• READING TEXT:
(By Jody)
John 14:1-14
I was reflecting this week that while Western Christianity has moved away from the door-to-door or street corner model of evangelism – collaring people to tell them about Jesus – charities and NGOs are comfortably occupying this space. (And power, broadband, and insurance companies.)
I’ve only twice had Jehovah’s Witnesses come to the door in 14 years on our street, but too many times to count I have had every good cause under the sun come knocking – to draw me into conversation, tell me about the great work they do, and ask if I could spare the price of a coffee a week, more-or-less, to support them.
IHC called recently, sending me into a spin. I’d like to support them, but I can’t just add another financial obligation without some planning. I feel the weight of the world on my shoulders: Is this cause more worthy than others I currently support? Should I quit something else to support them? Should I reduce giving to other causes across the board to put them into the mix? Should I add them in and trust the money works out?
The unabashed confidence of these NGOs. To knock on doors, collar people in the street, call cell phones just before dinner, with complete conviction in their irresistibly good and important cause (and / or their commission). While they certainly realise people struggle with the moral complexities of where to give, and not give, when faced with so much need and so many options, it is not their job to figure out how it all fits together: they need to secure enough money to keep up their good work.
When Christians were sure that anyone who hadn’t prayed the sinners prayer in the name of Jesus was going to burn in hell for all eternity, it was a powerful motivator to get in people’s faces, convert them by means fair or foul, catch them and haul them into heaven. But many of us don’t hold that conviction.

• STORED DATA:
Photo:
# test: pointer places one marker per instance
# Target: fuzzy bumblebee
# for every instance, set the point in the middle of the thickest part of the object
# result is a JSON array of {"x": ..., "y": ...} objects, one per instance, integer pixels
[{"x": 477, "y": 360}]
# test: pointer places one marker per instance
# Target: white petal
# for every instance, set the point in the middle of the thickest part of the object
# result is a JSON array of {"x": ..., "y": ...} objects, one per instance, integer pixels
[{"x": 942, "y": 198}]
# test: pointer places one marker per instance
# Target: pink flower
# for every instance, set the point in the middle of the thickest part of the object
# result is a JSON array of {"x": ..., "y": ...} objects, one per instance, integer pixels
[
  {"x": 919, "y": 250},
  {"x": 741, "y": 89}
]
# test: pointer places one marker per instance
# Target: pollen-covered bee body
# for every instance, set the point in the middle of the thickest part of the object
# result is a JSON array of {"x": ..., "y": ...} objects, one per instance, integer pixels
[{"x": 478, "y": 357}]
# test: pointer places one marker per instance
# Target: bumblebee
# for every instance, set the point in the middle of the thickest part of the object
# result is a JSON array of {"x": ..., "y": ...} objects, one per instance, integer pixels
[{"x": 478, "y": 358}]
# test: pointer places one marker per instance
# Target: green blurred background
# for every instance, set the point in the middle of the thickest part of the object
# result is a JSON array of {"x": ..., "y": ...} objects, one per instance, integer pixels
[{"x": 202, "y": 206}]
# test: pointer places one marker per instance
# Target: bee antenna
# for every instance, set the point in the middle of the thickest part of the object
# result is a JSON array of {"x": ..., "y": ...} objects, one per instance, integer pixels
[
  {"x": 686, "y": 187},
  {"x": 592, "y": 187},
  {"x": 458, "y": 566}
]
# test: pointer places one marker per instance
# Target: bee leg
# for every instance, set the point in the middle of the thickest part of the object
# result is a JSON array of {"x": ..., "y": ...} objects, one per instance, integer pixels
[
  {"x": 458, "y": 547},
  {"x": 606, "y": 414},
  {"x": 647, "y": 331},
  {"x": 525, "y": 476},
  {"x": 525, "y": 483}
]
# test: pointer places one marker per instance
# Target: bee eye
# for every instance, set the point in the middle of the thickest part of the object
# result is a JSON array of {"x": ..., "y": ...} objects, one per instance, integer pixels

• REQUIRED ACTION:
Continue the reflection on evangelism and door-to-door charity appeals, starting after its final sentence.

• RESPONSE:
Today, the final sermon I have planned for this series, I wanted to cover some issues around being a follower of Jesus in a multi-faith context. This is the topic I am least qualified to comment on, yet it’s the one I most wanted to do, for my own sake at least.
Barna Group is a private, non-partisan (not politically biased), for-profit organization in California, which has been conducting and analysing primary research to understand cultural trends related to values, beliefs, attitudes and behaviors since 1984.
A recent survey, of Christians in the States, found that 95%-97% of all generational groups believe that their faith means being a witness about Jesus. But 47% of millennials, born 1981-1996 and aged 23 to 38 now, agreed “at least somewhat that it is wrong to share one’s personal beliefs with someone of a different faith in hopes that they will one day share the same faith” (only 20% of baby boomers and elders said it was at least somewhat wrong, 27% of Gen Xers... the younger generation wasn’t surveyed.)
To me this flags an awareness of the complexity of belonging to an ecosystem of multiple faiths and points of view, of balancing personal convictions with respect for others, of knowing you don’t know what you don’t know and doing to others as you wish others would do unto you. The conclusion of the Barna Group president, David Kinnaman, is that this study highlights a need for Christians to bolster their confidence in the belief that “evangelizing others is good and worthy of our time, energy and investment.”
If we think eternal heaven and hell are at stake, we’d be selfish not to.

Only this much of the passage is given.